*WORK TO COMPLETE*:
Locate each line in the material below that contains the word "sunflower" and copy those lines in the order they appear.

*ENTRIES SUPPLIED*:

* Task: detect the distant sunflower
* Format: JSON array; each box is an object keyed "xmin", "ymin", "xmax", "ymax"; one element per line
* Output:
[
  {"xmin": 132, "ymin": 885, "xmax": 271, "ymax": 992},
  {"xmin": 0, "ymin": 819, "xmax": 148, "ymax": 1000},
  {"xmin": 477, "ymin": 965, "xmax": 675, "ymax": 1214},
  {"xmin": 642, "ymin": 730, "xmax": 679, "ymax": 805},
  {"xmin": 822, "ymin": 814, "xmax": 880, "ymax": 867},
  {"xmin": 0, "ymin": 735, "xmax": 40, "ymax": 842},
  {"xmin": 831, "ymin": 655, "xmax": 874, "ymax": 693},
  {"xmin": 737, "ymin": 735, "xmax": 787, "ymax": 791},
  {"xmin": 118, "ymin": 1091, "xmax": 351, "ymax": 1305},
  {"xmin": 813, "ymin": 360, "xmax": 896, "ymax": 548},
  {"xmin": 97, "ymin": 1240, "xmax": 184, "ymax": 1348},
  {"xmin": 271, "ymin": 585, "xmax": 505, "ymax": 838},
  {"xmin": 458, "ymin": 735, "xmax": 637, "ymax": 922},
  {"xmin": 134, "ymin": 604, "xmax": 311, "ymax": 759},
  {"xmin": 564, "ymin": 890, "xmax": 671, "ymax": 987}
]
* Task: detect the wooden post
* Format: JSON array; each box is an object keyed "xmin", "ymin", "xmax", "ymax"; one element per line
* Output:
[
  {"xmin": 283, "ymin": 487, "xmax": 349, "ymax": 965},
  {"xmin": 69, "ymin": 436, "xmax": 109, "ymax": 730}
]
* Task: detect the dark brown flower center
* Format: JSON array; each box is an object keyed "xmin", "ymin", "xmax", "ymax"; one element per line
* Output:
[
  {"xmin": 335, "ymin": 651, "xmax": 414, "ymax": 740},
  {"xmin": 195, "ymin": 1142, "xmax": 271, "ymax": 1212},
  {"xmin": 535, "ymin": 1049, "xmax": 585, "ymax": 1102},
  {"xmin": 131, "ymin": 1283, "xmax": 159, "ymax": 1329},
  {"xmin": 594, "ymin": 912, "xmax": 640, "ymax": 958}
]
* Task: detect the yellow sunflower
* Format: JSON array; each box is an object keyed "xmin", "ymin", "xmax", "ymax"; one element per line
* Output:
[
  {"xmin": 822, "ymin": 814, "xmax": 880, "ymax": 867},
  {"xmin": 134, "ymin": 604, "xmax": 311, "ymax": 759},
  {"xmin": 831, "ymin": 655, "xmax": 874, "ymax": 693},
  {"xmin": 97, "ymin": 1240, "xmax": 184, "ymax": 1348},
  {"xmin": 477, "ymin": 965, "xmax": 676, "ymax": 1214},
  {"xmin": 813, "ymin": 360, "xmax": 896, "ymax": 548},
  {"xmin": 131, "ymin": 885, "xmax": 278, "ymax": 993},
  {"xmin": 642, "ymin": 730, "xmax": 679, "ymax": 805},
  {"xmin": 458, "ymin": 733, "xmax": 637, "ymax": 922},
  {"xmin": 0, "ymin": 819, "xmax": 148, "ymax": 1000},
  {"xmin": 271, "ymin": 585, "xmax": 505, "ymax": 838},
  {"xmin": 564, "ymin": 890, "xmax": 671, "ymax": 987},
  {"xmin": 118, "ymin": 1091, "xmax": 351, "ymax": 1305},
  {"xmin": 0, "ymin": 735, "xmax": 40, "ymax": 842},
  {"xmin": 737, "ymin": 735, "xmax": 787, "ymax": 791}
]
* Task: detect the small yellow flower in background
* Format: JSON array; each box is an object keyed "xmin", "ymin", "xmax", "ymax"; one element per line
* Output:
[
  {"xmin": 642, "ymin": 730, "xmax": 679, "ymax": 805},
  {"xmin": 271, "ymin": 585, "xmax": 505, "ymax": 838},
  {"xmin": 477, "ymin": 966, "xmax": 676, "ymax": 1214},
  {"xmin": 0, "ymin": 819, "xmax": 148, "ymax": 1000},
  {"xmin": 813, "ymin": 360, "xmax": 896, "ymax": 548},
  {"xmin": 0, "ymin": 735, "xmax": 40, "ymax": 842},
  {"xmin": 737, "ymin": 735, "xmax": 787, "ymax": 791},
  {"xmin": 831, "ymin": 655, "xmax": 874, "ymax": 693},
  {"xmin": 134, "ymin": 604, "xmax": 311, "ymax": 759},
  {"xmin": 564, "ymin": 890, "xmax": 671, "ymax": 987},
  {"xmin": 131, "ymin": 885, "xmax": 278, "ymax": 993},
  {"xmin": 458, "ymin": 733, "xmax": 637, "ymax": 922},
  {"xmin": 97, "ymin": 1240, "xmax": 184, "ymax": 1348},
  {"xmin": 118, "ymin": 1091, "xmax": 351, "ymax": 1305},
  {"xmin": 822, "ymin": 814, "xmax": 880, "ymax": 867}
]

*RESULT OF THE EXERCISE*:
* Task: detect the distant sunflower
* Task: detect the yellow sunflower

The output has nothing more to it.